Exercise brief:
Find the lines in the records that carry the word "wooden". Copy each one.

----

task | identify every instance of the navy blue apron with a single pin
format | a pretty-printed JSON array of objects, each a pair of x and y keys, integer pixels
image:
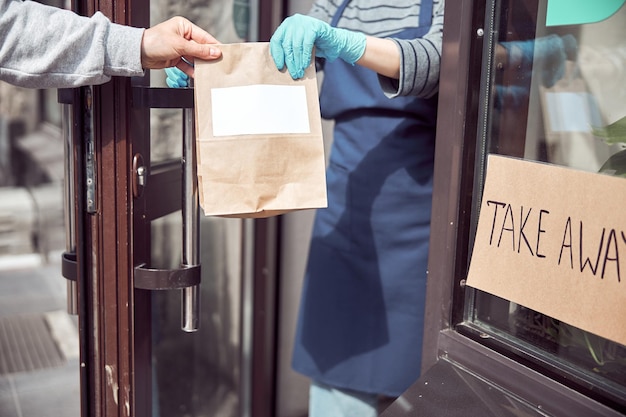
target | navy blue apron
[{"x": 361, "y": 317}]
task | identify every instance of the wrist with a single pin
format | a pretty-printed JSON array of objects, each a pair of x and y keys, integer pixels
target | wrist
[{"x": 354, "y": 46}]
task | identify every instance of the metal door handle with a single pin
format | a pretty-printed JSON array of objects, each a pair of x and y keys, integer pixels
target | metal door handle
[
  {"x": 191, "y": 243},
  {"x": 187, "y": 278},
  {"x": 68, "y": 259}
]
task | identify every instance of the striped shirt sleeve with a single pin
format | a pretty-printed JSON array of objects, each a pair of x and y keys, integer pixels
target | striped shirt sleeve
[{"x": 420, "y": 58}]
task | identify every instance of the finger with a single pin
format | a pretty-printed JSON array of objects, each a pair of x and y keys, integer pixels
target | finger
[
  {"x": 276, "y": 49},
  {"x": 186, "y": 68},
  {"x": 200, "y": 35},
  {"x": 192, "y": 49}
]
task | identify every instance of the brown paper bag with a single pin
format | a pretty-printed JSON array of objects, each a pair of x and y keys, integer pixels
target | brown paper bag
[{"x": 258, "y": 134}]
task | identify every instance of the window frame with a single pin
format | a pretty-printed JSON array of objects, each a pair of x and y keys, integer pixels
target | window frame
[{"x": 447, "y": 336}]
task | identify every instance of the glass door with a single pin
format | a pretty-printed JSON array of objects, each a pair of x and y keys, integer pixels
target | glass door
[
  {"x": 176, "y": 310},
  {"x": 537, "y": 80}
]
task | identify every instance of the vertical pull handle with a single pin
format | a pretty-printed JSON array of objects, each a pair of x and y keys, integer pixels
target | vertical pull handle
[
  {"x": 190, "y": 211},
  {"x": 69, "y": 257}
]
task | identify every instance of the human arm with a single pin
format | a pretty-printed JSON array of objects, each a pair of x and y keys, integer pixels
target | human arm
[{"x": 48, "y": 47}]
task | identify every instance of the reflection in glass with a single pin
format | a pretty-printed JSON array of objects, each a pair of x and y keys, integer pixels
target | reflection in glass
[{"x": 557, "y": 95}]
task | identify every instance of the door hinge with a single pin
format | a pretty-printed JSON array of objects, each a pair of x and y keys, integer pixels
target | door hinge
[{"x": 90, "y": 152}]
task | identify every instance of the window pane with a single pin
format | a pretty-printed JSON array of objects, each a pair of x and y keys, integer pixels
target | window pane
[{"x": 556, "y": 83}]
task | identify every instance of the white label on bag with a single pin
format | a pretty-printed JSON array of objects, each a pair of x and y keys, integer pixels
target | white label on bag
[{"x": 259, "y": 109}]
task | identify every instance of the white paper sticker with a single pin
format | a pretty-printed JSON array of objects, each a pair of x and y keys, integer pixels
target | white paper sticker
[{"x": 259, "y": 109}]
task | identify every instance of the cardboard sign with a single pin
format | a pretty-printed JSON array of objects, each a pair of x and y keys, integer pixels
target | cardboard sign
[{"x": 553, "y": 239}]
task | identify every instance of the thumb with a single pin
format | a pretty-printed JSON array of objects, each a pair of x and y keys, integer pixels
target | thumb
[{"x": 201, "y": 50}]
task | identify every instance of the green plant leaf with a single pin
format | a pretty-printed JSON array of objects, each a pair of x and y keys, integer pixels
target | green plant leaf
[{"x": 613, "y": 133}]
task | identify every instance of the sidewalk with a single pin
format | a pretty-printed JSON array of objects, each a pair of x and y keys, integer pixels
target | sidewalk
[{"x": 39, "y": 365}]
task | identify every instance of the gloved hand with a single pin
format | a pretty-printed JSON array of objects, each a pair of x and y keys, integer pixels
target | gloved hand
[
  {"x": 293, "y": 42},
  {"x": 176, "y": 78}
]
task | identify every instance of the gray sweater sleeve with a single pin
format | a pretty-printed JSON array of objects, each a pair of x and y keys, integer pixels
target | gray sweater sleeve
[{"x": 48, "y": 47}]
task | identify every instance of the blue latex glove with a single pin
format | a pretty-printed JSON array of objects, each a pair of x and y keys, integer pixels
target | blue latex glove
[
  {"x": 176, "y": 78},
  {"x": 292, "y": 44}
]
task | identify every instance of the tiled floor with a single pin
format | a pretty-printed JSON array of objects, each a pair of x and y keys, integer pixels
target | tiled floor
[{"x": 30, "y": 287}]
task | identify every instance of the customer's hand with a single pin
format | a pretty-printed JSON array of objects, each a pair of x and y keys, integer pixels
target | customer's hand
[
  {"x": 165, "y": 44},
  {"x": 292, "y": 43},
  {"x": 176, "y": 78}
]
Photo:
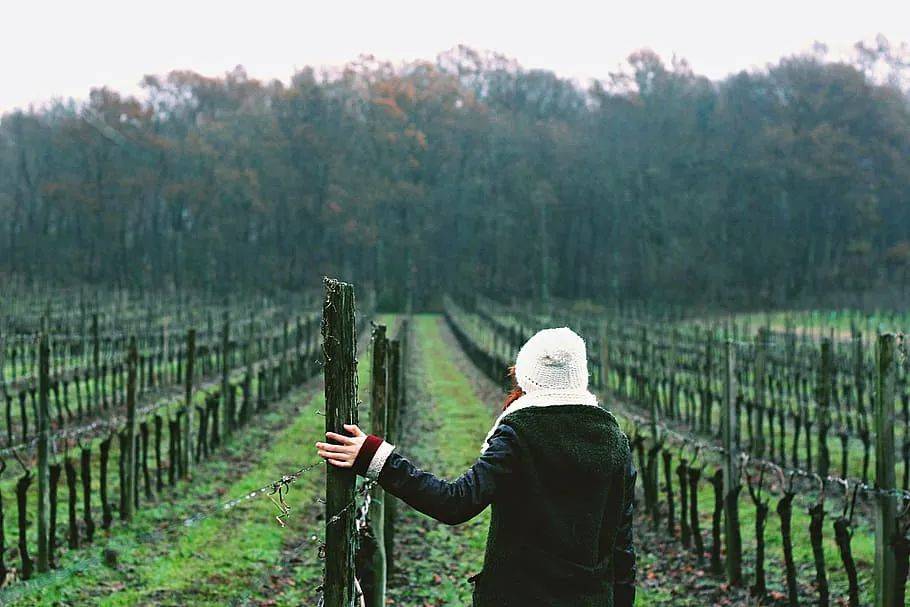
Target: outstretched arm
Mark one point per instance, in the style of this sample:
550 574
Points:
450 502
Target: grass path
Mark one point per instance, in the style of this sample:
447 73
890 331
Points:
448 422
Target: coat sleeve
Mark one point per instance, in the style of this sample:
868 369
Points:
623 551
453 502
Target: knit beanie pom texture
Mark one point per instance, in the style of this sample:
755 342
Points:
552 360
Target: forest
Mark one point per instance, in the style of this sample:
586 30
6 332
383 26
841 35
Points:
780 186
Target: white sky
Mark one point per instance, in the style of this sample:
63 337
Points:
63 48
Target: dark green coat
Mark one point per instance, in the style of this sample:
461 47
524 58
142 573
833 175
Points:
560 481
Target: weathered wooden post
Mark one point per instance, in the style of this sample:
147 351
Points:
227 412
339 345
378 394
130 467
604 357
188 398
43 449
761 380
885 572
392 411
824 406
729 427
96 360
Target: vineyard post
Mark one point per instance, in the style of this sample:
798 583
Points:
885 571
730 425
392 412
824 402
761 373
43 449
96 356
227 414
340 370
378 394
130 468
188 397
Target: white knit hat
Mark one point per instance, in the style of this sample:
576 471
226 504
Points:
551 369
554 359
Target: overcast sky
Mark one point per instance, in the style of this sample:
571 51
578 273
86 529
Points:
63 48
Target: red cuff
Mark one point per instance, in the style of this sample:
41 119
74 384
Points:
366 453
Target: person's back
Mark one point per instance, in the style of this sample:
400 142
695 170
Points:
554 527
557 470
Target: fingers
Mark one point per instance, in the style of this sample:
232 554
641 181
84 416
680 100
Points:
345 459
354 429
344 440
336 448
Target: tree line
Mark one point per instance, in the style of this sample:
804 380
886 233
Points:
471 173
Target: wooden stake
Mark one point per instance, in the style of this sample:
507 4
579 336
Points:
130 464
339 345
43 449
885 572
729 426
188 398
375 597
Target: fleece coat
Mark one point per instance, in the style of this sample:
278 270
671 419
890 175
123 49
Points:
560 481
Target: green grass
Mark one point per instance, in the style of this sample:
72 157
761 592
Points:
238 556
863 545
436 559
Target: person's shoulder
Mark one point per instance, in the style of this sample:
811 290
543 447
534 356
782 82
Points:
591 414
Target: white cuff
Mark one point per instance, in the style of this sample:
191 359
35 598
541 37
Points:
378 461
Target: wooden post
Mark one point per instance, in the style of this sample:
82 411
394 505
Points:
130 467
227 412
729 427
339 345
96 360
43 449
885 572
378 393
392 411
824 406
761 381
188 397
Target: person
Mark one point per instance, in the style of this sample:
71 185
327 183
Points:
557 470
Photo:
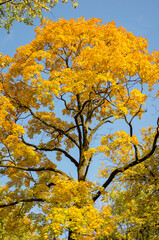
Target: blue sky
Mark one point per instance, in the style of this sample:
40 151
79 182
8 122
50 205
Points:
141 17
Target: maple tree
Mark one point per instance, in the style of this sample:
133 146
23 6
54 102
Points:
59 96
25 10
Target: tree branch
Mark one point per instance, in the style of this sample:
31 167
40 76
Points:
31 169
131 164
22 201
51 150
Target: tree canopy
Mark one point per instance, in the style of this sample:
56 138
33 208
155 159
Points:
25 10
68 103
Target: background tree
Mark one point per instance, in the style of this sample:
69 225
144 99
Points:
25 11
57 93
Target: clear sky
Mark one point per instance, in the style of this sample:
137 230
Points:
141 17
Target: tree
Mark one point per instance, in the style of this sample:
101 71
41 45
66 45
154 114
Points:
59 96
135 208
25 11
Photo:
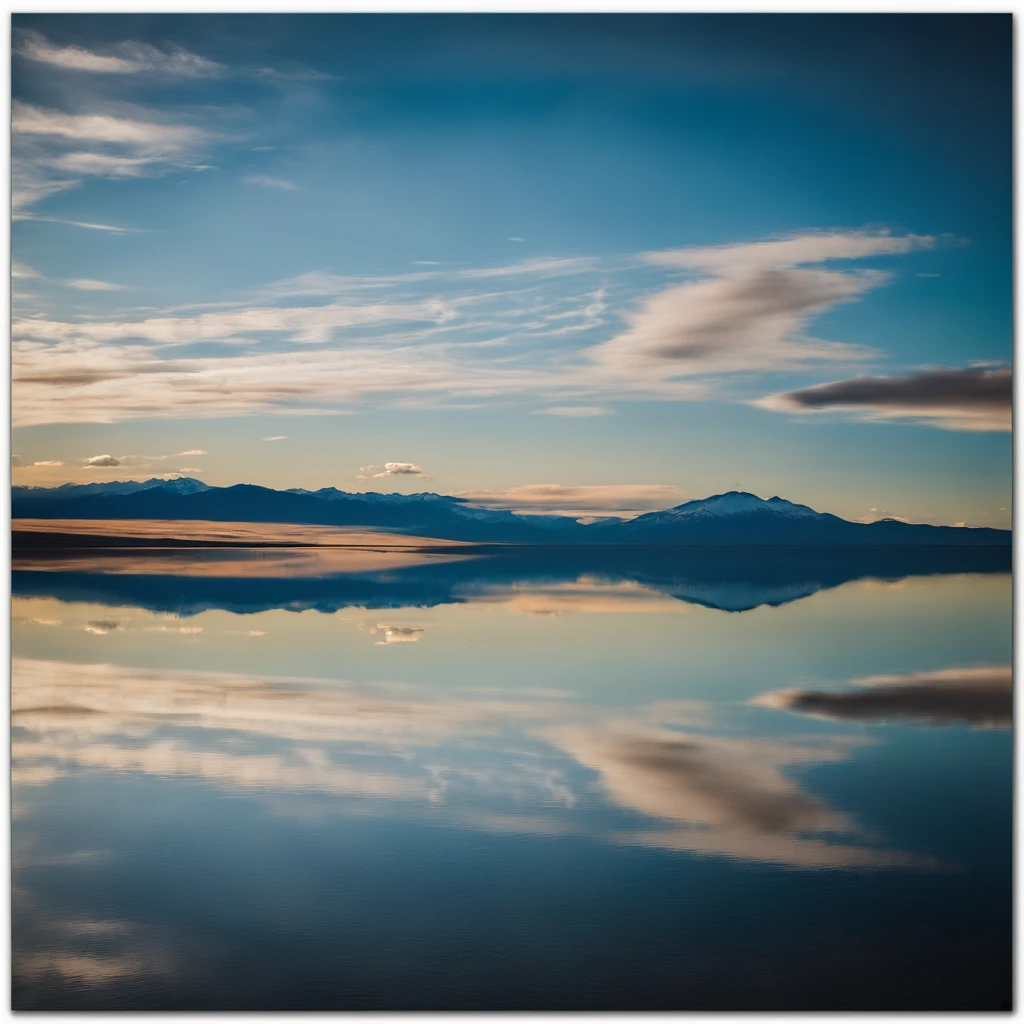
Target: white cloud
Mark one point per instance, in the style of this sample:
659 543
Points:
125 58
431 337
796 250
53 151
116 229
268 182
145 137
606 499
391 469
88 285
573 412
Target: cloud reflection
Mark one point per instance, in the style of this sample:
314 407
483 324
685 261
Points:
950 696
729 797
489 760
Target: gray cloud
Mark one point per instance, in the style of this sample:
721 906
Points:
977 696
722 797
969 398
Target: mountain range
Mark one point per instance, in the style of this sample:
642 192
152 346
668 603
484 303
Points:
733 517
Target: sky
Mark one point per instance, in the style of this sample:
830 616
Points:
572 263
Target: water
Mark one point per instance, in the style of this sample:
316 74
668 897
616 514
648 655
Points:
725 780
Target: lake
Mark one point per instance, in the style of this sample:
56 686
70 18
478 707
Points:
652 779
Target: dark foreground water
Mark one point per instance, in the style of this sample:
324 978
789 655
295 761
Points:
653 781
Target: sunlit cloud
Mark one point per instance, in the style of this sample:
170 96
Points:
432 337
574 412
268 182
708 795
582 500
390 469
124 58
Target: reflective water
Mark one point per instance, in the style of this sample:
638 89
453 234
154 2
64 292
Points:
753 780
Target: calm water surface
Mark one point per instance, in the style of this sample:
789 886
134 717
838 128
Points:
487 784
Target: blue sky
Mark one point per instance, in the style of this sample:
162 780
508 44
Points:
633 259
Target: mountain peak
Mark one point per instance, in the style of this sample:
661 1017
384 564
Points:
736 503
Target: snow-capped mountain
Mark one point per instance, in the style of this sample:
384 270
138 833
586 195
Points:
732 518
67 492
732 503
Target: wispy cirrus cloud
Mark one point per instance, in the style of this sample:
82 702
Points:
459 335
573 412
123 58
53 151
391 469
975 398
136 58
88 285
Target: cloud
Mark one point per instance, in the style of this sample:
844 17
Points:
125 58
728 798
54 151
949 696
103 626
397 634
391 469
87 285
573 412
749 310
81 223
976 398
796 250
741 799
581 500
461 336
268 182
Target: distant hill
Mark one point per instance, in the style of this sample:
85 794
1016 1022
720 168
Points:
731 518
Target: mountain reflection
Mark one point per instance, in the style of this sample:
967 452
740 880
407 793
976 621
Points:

----

Output for this task:
Target: weathered wooden post
Target: wooden stake
Target: wooden post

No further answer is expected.